DOKUMEN SUMBER:
Konferensi Umum
Percayalah kepada Tuhan
konferensi umum April 2024


Percayalah kepada Tuhan

Hubungan kita dengan Allah hanya akan bertumbuh jika kita bersedia menempatkan rasa percaya kita kepada-Nya.

Dalam keluarga kami, kami terkadang bermain gim yang kami sebut “The Crazy Trust Exercise [Latihan Rasa Percaya yang Gila].” Anda mungkin juga pernah memainkannya. Dua orang berdiri terpisah sekitar beberapa kaki, satu dengan punggung menghadap ke yang lainnya. Saat ada sinyal dari orang yang di belakang, orang yang berada di depan menjatuhkan diri ke belakang ke dalam lengan temannya yang terulur menantikan.

Kepercayaan adalah landasan dari semua hubungan. Pertanyaan ambang batas bagi hubungan mana pun adalah “Dapatkah saya memercayai orang lain tersebut?” Hubungan terbentuk hanya ketika orang-orang bersedia menaruh kepercayaan satu sama lain. Bukanlah hubungan namanya jika satu orang sepenuhnya memercayai tetapi yang lainnya memilih untuk tidak menaruh kepercayaan kepadanya.

Kita masing-masing adalah putra dan putri roh terkasih dari seorang Bapa Surgawi yang pengasih.1 Namun sementara silsilah rohani itu menyediakan suatu landasan, itu sendiri tidak menciptakan hubungan yang berarti dengan Allah. Hubungan dapat dibangun hanya ketika kita memilih untuk menaruh kepercayaan kepada-Nya.

Bapa Surgawi berhasrat untuk membangun hubungan yang dekat dan pribadi dengan setiap anak roh-Nya.2 Yesus menyatakan hasrat itu ketika Dia berdoa, “Supaya mereka semua menjadi satu, sama seperti Engkau, ya Bapa, di dalam Aku dan Aku di dalam Engkau, agar mereka juga di dalam Kita.”3 Hubungan yang Allah upayakan dengan setiap anak roh adalah hubungan yang begitu dekat dan pribadi sehingga Dia akan dapat berbagi segala yang Dia miliki dan semua adanya diri-Nya.4 Hubungan yang dalam dan langgeng semacam itu dapat berkembang hanya ketika dibangun di atas rasa percaya yang sempurna, yang total.

Untuk bagian-Nya, Bapa Surgawi telah bekerja sejak awal untuk mengomunikasikan kepercayaan mutlak-Nya pada potensi ilahi dari setiap anak-Nya. Kepercayaan mendasari rencana yang Dia kemukakan bagi pertumbuhan dan kemajuan kita sebelum kedatangan kita ke bumi. Dia akan mengajari kita hukum-hukum kekal, menciptakan bumi, menyediakan bagi kita tubuh fana, memberi karunia untuk memilih bagi diri sendiri, dan mengizinkan kita belajar serta bertumbuh dengan membuat pilihan kita sendiri. Dia ingin kita memilih untuk mengikuti hukum-hukum-Nya dan kembali untuk menikmati kehidupan kekal bersama-Nya dan Putra-Nya.

SOAL A:
Apakah pernyataan (i), (ii), dan (iii) sesuai dengan teks tentang percaya kepada Tuhan? Jawab masing-masing dengan ya atau tidak, lalu kutip kata-kata teks yang menentukannya.
(i) Dalam gim keluarga itu, orang yang berada di depan menjatuhkan diri ke belakang.
(ii) Silsilah rohani saja sudah menciptakan hubungan yang berarti dengan Allah.
(iii) Kepercayaan disebut sebagai landasan dari semua hubungan.
Catatan berikut tidak ada hubungannya dengan teks tentang percaya kepada Tuhan.

[Catatan kotak berlabel]
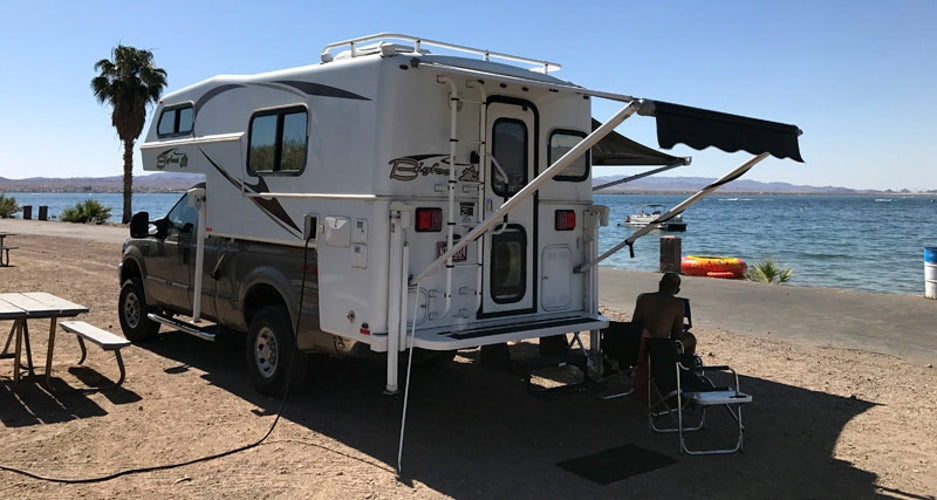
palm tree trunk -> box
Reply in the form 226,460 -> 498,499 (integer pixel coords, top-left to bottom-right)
121,140 -> 133,224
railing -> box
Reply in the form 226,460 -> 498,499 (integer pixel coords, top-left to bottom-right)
322,33 -> 562,74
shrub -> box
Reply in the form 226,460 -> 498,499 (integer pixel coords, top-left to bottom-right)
0,194 -> 20,219
60,199 -> 111,222
745,257 -> 794,283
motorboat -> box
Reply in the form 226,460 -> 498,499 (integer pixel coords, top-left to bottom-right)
625,203 -> 686,231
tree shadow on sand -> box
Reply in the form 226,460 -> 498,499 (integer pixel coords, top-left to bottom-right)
137,333 -> 900,498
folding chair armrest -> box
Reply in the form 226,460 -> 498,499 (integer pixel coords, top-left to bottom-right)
689,365 -> 740,391
687,365 -> 735,373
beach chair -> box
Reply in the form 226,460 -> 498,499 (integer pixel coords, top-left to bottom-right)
645,338 -> 752,455
599,321 -> 641,399
599,297 -> 702,399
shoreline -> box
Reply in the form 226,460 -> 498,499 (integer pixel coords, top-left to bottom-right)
0,219 -> 937,365
0,220 -> 937,498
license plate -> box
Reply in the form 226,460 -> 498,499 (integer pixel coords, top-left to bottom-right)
436,241 -> 468,262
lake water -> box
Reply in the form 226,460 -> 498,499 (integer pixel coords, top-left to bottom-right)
6,189 -> 937,295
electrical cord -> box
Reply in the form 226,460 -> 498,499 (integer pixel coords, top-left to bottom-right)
0,238 -> 312,484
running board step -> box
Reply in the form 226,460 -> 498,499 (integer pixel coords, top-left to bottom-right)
146,313 -> 215,342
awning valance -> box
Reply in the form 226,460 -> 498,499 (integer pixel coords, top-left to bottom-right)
639,101 -> 804,162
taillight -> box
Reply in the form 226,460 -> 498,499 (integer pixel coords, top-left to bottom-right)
416,208 -> 442,232
553,210 -> 576,231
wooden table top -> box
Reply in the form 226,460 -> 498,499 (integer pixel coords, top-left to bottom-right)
0,292 -> 88,319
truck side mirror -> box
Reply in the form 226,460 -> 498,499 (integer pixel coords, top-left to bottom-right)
130,212 -> 150,238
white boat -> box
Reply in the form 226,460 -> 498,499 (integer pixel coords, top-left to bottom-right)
625,204 -> 686,231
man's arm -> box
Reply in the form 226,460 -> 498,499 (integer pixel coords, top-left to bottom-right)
631,293 -> 647,326
670,299 -> 684,339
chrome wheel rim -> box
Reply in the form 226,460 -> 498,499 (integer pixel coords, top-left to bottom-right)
254,327 -> 278,378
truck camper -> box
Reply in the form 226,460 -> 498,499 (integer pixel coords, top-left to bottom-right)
119,34 -> 800,394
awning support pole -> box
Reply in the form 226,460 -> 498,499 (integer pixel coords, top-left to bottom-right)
410,100 -> 643,284
575,153 -> 768,273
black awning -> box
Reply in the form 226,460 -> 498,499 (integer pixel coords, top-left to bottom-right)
653,101 -> 804,162
592,118 -> 688,166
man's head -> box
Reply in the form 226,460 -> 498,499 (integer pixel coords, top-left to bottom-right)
658,273 -> 680,295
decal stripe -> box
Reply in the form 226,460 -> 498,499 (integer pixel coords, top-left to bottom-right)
199,148 -> 302,236
274,80 -> 371,101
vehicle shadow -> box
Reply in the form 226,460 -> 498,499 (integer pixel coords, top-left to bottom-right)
137,333 -> 880,498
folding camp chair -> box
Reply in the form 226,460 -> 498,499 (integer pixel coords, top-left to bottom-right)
599,321 -> 641,399
600,297 -> 702,399
646,338 -> 752,455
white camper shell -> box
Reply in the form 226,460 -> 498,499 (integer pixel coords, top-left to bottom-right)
138,34 -> 799,392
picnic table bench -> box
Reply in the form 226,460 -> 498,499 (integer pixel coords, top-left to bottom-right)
59,321 -> 130,389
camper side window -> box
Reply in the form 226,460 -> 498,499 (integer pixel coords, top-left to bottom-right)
247,108 -> 309,175
549,130 -> 590,182
156,103 -> 195,137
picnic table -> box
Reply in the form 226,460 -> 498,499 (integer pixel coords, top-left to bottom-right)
0,232 -> 16,267
0,292 -> 88,386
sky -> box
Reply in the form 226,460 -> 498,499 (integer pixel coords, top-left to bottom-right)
0,0 -> 937,191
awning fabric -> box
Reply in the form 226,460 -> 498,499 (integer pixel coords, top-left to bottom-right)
591,118 -> 688,166
648,101 -> 804,163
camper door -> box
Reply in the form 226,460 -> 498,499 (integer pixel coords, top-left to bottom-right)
479,98 -> 537,317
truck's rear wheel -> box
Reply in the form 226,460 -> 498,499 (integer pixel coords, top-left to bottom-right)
247,306 -> 308,396
117,278 -> 159,342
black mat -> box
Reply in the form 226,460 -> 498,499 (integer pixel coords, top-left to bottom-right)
556,444 -> 678,485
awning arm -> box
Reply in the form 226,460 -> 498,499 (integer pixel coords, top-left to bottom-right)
592,161 -> 687,191
410,100 -> 643,284
575,153 -> 769,272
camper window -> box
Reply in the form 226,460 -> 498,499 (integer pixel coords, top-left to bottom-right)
544,130 -> 589,182
491,118 -> 527,198
489,224 -> 527,304
247,108 -> 308,174
156,103 -> 195,137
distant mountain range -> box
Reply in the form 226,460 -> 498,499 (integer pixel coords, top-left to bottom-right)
0,172 -> 924,194
0,172 -> 205,193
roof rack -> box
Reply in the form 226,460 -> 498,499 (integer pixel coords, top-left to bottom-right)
322,33 -> 562,74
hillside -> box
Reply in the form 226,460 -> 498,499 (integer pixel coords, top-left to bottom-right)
0,172 -> 920,194
0,173 -> 204,193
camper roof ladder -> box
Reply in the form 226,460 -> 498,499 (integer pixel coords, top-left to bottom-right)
322,33 -> 562,74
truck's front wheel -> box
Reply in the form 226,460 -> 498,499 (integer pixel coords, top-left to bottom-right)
117,278 -> 159,342
247,306 -> 308,396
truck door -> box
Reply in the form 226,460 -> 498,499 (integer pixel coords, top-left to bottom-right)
147,195 -> 198,309
479,98 -> 537,316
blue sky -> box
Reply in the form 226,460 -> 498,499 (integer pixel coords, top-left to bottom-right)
0,0 -> 937,191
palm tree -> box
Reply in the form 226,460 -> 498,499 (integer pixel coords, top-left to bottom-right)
91,45 -> 166,224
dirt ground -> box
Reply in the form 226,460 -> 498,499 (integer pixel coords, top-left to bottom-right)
0,234 -> 937,499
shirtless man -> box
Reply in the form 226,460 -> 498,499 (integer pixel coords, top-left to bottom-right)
631,273 -> 696,355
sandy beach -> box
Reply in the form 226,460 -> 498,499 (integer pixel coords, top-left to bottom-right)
0,220 -> 937,499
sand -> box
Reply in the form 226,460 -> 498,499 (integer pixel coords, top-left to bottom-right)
0,225 -> 937,498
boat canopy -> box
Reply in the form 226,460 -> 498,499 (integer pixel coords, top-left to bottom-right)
591,118 -> 690,166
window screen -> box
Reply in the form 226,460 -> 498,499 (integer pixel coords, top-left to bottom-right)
490,118 -> 528,198
548,130 -> 589,181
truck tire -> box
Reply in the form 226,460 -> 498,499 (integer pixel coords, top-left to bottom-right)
247,306 -> 309,396
117,278 -> 159,343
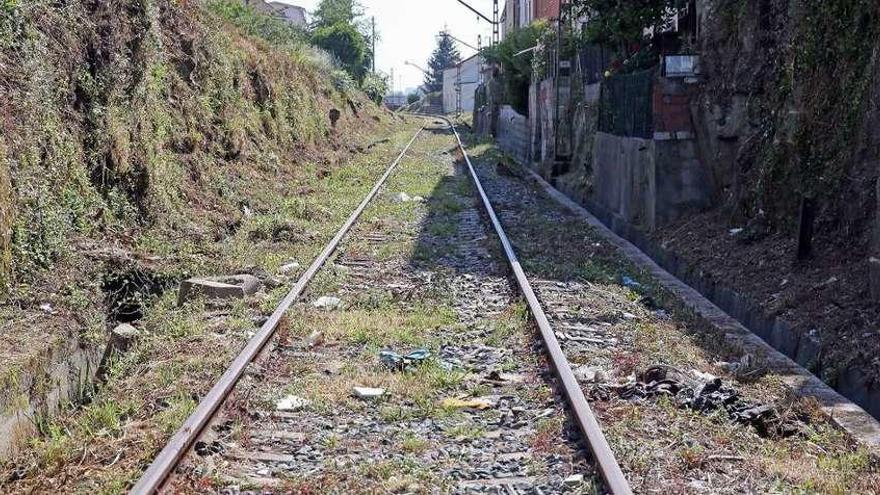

SOAL B:
Tolong masukkan baris-baris catatan, dari baris yang memuat "awning valance -> box" sampai baris yang memuat "553,210 -> 576,231" (kedua baris itu termasuk), ke dalam daftar bernomor tanpa baris kosong.

JAWABAN TERTULIS A:
(i) Ya: "orang yang berada di depan menjatuhkan diri ke belakang ke dalam lengan temannya yang terulur menantikan."
(ii) Tidak: "itu sendiri tidak menciptakan hubungan yang berarti dengan Allah."
(iii) Ya: "Kepercayaan adalah landasan dari semua hubungan."

JAWABAN TERTULIS B:
1. awning valance -> box
2. Reply in the form 226,460 -> 498,499 (integer pixel coords, top-left to bottom-right)
3. 639,101 -> 804,162
4. taillight -> box
5. Reply in the form 226,460 -> 498,499 (integer pixel coords, top-left to bottom-right)
6. 416,208 -> 442,232
7. 553,210 -> 576,231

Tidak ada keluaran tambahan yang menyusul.